DATA TO USE Block Start
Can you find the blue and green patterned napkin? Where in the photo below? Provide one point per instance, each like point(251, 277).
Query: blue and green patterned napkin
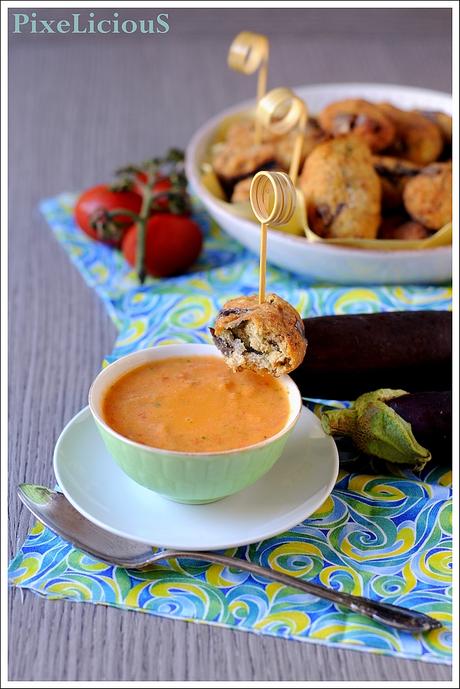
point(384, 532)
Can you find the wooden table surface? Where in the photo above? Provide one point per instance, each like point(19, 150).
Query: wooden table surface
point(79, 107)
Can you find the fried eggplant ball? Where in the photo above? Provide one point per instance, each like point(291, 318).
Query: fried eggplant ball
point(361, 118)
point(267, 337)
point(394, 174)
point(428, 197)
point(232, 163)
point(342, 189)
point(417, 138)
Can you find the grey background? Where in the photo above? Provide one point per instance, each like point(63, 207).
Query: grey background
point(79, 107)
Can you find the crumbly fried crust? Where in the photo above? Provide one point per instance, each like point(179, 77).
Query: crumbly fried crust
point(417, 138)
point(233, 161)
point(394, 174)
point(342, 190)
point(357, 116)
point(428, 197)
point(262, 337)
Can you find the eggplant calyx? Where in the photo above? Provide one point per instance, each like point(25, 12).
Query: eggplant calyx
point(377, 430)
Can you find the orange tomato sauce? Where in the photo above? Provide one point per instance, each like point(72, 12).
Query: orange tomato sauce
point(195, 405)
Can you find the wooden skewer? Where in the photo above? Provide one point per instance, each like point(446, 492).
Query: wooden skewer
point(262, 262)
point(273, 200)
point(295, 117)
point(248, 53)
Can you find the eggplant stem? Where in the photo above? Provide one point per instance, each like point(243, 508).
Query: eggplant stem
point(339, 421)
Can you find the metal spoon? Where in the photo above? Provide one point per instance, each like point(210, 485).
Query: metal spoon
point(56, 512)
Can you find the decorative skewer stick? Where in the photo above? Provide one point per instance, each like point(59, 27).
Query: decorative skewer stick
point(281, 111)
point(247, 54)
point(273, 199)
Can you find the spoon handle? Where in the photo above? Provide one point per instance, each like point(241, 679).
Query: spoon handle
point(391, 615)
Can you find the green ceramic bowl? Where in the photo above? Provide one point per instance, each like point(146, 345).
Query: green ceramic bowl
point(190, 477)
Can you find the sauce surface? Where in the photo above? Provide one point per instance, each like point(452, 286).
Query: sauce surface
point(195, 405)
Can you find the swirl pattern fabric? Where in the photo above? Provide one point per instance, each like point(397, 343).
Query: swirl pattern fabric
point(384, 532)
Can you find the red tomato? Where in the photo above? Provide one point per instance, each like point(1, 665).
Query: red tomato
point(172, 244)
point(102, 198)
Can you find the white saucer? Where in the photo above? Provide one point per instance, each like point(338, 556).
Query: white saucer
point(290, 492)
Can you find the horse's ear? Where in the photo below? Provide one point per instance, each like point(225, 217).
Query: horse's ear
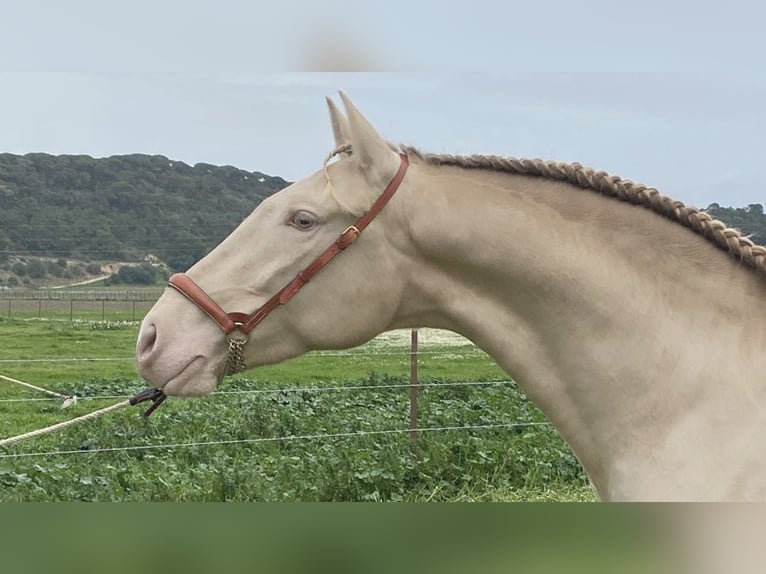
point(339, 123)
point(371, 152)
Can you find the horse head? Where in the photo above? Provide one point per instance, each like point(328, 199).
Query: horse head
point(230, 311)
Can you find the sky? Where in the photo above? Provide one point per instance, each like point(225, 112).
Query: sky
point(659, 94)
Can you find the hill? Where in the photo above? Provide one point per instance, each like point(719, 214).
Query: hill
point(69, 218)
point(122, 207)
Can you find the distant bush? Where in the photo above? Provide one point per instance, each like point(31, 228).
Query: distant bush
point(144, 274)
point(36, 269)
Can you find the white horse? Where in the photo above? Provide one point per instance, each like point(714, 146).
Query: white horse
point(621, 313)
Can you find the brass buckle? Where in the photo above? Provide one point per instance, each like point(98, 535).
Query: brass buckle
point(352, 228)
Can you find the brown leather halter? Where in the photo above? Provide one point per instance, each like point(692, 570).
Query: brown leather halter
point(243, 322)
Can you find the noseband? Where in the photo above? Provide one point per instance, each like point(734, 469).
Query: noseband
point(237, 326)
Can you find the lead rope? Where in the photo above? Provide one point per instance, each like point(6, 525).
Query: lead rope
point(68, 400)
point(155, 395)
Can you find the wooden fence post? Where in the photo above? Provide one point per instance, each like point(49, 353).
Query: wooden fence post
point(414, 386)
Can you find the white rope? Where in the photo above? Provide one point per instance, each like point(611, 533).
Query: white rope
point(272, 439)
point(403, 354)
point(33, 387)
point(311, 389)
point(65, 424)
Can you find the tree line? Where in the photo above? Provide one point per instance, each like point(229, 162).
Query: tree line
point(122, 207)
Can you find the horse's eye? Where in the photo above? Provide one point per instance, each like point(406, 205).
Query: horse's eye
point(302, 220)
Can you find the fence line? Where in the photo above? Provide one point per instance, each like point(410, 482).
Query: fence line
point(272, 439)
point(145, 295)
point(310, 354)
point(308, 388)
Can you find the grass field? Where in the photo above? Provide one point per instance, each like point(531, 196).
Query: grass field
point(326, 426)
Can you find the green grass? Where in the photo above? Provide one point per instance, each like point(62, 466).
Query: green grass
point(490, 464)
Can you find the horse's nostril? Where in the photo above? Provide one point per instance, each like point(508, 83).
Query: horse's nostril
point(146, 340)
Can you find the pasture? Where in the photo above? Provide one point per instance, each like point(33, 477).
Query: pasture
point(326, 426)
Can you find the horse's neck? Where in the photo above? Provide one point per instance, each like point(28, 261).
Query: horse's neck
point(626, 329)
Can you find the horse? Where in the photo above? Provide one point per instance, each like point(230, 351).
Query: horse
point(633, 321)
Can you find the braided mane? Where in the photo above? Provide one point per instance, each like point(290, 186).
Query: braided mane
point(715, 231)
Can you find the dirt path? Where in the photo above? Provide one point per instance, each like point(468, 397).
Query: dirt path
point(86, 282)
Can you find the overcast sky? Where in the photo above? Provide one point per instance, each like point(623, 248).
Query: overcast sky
DATA TO USE Block End
TASK PROMPT |
Images in the data above are to be skipped. Retype all other material exactly.

RESPONSE BELOW |
Can you find the blue and green patterned napkin? Where in the photo below? Provide one point per instance, each like point(251, 277).
Query: blue and green patterned napkin
point(384, 532)
Can you find the wooden table surface? Where in the photo above? Provide one point per instance, each like point(19, 150).
Query: wooden table surface
point(79, 107)
Can you find the fried eggplant ball? Where in the photo above? Provide one point per instance, each like point(291, 318).
Query: fried eggplant ball
point(361, 118)
point(267, 337)
point(394, 174)
point(428, 197)
point(232, 163)
point(342, 189)
point(417, 138)
Can you find the grey background? Where in the photo above? Provide one point per instance, each like point(63, 207).
Query: grey background
point(79, 107)
Can you find the crumbly fried crust? Where in the photo above? Provide one point per instance, each like point(179, 77).
Query: crumbly fried crust
point(417, 138)
point(233, 161)
point(394, 174)
point(342, 190)
point(357, 116)
point(428, 197)
point(262, 337)
Can you find the eggplant calyx? Where in the photo above? Provide one point per instance, each like point(25, 12).
Query: eggplant calyx
point(377, 430)
Can you find the orange tomato sauce? Where in the photo above? Provide one point per instance, each like point(72, 12).
Query: orange tomato sauce
point(195, 405)
Can you find the wooden skewer? Where in the photo above? Provide one point per instance, each like point(446, 492).
Query: wooden skewer
point(262, 262)
point(273, 200)
point(295, 117)
point(248, 53)
Can you find the eggplant stem? Where in the photo above? Provide one point per instance, each like point(243, 508).
Query: eggplant stem
point(339, 421)
Can you find the metal spoon? Where in the photo above? Provide one point per instance, each like point(210, 485).
Query: metal spoon
point(56, 512)
Can you find the decorative skewer stick? Where in the photo above? Provide one point per instance, each like point(59, 27).
Query: decorative skewer stick
point(281, 111)
point(247, 54)
point(273, 199)
Can you find the spoon handle? Where in the photo above? Provide one point per instance, each like point(241, 679).
Query: spoon handle
point(391, 615)
Can you find the green ceramic bowl? Where in the photo above? Provide one point per instance, each like point(146, 345).
Query: green ceramic bowl
point(190, 477)
Can you find the sauce surface? Where in the photo above? Provide one point per instance, each like point(452, 286).
Query: sauce surface
point(195, 405)
Can you find the swirl pattern fabric? Where in the photo above? Provide one point per instance, each like point(397, 343).
Query: swirl pattern fabric
point(384, 532)
Can you find the red tomato? Where in the photo above? Provide one point per instance, each like point(1, 665).
Query: red tomato
point(172, 244)
point(102, 198)
Can you find the white saucer? Where in the photo above? Provide one point per instance, each like point(338, 556).
Query: white saucer
point(290, 492)
Can you find the horse's ear? Where in the photo below? Provide one point per instance, each like point(225, 217).
Query: horse's ear
point(339, 123)
point(371, 152)
Can you find the horse head? Where in the photo above? Provide one point per instance, each like point(328, 199).
Query: horse head
point(230, 311)
Can you find the sky? Where in the photo above? Provide one point per instance, each like point(225, 112).
Query: sky
point(659, 94)
Can you find the hill? Where in the photo above? Provide one point per instance, each like point(719, 214).
Query: hill
point(69, 218)
point(122, 207)
Can you find the distant bush? Where in the photo above? Provide one point per instance, each like point(31, 228).
Query: distant bush
point(144, 274)
point(36, 269)
Can you find the white horse? Where in the photo above? Provide one point per instance, each like point(714, 146).
Query: white horse
point(621, 313)
Can you find the brass buckle? Where in the photo above? Provide one point per instance, each like point(98, 535).
Query: brass buckle
point(352, 228)
Can you find the brown leather halter? Where in the photo above? Provide one point per instance, each like point(692, 570).
Query: brown leather halter
point(243, 322)
Can you find the noseband? Where in the photo above? Provide one point per instance, each like point(734, 469).
Query: noseband
point(237, 326)
Can you find the lead rope? Where in the photo above? Provide one point per instance, each like point(6, 525).
Query: lead rope
point(68, 400)
point(155, 395)
Can you find the wooden fence post? Where in the photo above? Provide one point per instance, each like point(49, 353).
Query: wooden fence post
point(414, 386)
Can you find the white rope? Where in the photo above? Provide one point per instance, each like point(611, 533).
Query: white rope
point(272, 439)
point(403, 354)
point(33, 387)
point(311, 389)
point(65, 424)
Can you find the tree line? Where in the photo above? Provide one point per instance, each like point(229, 162).
Query: tree line
point(122, 207)
Can you find the horse's eye? Where in the photo above? Provide one point per instance, each like point(406, 205).
Query: horse's eye
point(302, 220)
Can you find the fence line? Where in the photo above? Provide one point per instance, each like point(410, 482).
Query: fence line
point(272, 439)
point(145, 295)
point(310, 354)
point(308, 388)
Can you find the grass field? Where in the photo above? Provide one point per instance, each like point(531, 196).
Query: grass field
point(326, 426)
Can you find the green grass? Where in the photo above? Provide one point per instance, each like point(62, 466).
Query: green grass
point(490, 464)
Can you find the horse's nostril? Where in the photo above? Provide one point per instance, each like point(508, 83).
Query: horse's nostril
point(146, 340)
Can you find the pasture? Where in the photo above? Provide one point per instance, each like point(33, 477).
Query: pasture
point(326, 426)
Can you find the horse's neck? Where in the photo above? Provide one point per instance, each like point(28, 261).
Query: horse's neck
point(626, 329)
Can you find the horse? Where in the photo above? Provide one point per instance, each like point(230, 351).
Query: horse
point(633, 321)
Can you find the braided mane? Where in the photo above? Provide one point per instance, each like point(290, 186).
Query: braided mane
point(715, 231)
Can you find the dirt path? Where in the photo above? Provide one point per instance, each like point(468, 397).
Query: dirt path
point(86, 282)
Can you find the overcast sky? Where in the photo above? Provide one point per instance, each like point(623, 248).
Query: overcast sky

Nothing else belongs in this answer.